───── Given records ─────
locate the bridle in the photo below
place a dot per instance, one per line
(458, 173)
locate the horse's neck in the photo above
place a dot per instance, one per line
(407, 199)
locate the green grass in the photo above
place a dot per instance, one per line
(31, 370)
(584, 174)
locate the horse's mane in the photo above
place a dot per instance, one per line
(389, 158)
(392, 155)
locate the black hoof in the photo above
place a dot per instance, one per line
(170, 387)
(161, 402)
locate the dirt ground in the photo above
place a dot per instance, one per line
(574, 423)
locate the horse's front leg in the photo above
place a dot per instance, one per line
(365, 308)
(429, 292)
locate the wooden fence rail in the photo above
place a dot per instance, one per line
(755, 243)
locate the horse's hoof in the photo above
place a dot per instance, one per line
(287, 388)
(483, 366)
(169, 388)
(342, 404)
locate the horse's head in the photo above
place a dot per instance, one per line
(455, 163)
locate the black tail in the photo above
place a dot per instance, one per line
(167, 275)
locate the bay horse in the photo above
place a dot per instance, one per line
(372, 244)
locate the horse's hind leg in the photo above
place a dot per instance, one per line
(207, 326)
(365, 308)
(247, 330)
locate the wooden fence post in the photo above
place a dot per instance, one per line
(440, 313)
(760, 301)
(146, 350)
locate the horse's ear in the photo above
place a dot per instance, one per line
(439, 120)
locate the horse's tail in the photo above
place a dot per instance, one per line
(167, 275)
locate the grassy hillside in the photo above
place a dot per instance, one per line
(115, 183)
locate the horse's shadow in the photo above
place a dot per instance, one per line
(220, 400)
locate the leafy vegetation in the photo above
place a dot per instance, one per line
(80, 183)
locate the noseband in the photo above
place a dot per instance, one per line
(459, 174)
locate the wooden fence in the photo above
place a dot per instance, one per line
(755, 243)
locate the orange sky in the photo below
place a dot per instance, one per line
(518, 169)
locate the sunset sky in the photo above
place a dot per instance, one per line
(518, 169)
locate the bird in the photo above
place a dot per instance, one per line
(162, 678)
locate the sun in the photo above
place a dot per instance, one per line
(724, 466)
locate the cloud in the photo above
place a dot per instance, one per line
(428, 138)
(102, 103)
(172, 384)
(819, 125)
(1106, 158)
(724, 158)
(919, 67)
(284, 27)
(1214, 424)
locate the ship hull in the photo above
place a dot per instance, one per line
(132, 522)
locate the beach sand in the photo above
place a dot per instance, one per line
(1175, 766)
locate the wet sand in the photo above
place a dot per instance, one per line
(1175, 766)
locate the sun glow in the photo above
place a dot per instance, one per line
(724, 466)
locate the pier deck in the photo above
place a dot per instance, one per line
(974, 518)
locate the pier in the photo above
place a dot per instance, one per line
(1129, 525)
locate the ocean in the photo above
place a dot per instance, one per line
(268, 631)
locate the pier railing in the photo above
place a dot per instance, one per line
─────
**Exercise directions:** Set down exactly the lines from the one that contains "locate the sun in the photo above" to the final line above, both included, and nothing more.

**Your response:**
locate the sun in the photo above
place a dot per instance, one per line
(724, 466)
locate the cloud in the photo above
place a dot per instance, one per line
(428, 138)
(102, 103)
(172, 384)
(819, 125)
(1106, 158)
(724, 158)
(919, 67)
(284, 27)
(1214, 424)
locate the ship hull in the photo above
place a dot per instance, one per line
(132, 522)
locate the beach sand in the photo above
place a dot per instance, one per line
(1175, 766)
locate the wet sand in the photo above
place a dot per instance, one per line
(1175, 766)
locate the sun glow in the photo above
place a dot per instance, one per line
(724, 466)
locate the pier deck in the photo above
place a dot per instance, one per line
(974, 518)
locate the pier in the photo above
place a dot per instance, one per line
(1129, 525)
locate the ocean in the photo above
place a dot per instance, one per line
(268, 631)
locate the pier railing in the photo above
place a dot per instance, one per line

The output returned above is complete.